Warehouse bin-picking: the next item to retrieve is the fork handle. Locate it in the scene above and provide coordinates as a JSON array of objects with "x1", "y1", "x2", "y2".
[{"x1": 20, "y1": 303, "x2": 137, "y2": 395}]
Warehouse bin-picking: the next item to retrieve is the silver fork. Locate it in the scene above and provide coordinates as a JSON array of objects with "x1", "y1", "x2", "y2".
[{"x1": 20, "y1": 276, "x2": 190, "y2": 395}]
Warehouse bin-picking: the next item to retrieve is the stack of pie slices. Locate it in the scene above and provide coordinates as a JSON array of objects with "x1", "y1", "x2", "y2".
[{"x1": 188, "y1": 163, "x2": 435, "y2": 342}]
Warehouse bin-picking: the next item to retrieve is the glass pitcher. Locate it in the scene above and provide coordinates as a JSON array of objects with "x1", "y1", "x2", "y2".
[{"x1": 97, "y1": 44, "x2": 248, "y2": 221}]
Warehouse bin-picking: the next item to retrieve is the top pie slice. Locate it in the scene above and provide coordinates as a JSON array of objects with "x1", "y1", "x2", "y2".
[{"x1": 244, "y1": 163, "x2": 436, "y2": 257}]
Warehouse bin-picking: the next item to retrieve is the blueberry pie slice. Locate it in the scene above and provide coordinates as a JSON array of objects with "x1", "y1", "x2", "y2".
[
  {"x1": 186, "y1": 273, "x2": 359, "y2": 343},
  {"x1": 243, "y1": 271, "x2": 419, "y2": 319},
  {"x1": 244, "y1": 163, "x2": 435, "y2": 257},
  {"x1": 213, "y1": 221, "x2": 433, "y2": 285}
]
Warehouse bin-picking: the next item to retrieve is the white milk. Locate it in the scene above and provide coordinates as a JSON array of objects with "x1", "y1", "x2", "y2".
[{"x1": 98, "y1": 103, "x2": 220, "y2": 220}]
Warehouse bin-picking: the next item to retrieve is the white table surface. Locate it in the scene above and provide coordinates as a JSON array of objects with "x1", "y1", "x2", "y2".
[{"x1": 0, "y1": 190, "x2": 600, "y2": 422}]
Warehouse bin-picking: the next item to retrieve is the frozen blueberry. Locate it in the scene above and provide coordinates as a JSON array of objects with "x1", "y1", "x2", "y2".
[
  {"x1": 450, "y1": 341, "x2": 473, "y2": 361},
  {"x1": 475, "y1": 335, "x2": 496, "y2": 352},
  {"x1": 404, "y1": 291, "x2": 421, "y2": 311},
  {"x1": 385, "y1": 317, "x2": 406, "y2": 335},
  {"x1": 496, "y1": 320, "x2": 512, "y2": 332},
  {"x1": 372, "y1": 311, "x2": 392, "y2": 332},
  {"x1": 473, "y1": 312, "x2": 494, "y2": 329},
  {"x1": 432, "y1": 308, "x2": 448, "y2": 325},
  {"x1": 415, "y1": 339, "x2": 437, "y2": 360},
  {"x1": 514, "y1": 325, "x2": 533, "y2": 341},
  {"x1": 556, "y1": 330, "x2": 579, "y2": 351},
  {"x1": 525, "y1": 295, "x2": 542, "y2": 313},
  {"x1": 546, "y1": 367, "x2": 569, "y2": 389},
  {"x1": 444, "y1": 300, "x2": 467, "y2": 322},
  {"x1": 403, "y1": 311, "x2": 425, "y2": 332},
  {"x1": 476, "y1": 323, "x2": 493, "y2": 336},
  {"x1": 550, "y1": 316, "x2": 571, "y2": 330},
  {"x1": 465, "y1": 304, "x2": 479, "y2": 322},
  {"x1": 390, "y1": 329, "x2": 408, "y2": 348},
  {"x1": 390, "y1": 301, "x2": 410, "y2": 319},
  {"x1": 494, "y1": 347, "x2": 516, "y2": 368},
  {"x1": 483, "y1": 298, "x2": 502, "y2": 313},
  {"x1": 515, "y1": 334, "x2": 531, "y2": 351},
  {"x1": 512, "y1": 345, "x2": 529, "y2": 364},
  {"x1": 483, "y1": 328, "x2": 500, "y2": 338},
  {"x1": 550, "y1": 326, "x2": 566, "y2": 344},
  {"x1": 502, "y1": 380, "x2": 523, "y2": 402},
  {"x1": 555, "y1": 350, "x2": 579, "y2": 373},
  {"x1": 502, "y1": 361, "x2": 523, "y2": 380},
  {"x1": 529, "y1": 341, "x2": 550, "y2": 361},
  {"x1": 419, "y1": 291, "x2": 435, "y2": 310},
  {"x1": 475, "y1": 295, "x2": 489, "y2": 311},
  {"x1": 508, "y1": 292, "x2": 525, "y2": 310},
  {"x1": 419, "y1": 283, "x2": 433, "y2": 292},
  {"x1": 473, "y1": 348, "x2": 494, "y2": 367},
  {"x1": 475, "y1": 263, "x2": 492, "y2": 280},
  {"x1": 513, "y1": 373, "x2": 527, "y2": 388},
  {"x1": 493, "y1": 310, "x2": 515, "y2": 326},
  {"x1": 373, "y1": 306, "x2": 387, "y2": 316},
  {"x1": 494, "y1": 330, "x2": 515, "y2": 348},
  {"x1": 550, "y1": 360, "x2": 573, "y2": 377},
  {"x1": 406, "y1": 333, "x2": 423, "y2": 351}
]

:::

### WHAT IS NEEDED
Which lines of the records above contain the string "white", with case counting? Report each such line in full.

### SOLUTION FOR THIS EXERCISE
Warehouse bin-picking: the next item to retrieve is the white milk. Locate it in the scene above and provide coordinates as a JSON array of objects with "x1", "y1", "x2", "y2".
Warehouse bin-picking: the next item to retrieve is the white table surface. Locate it in the scene above and provide coordinates as a JSON array of objects with "x1", "y1", "x2", "y2".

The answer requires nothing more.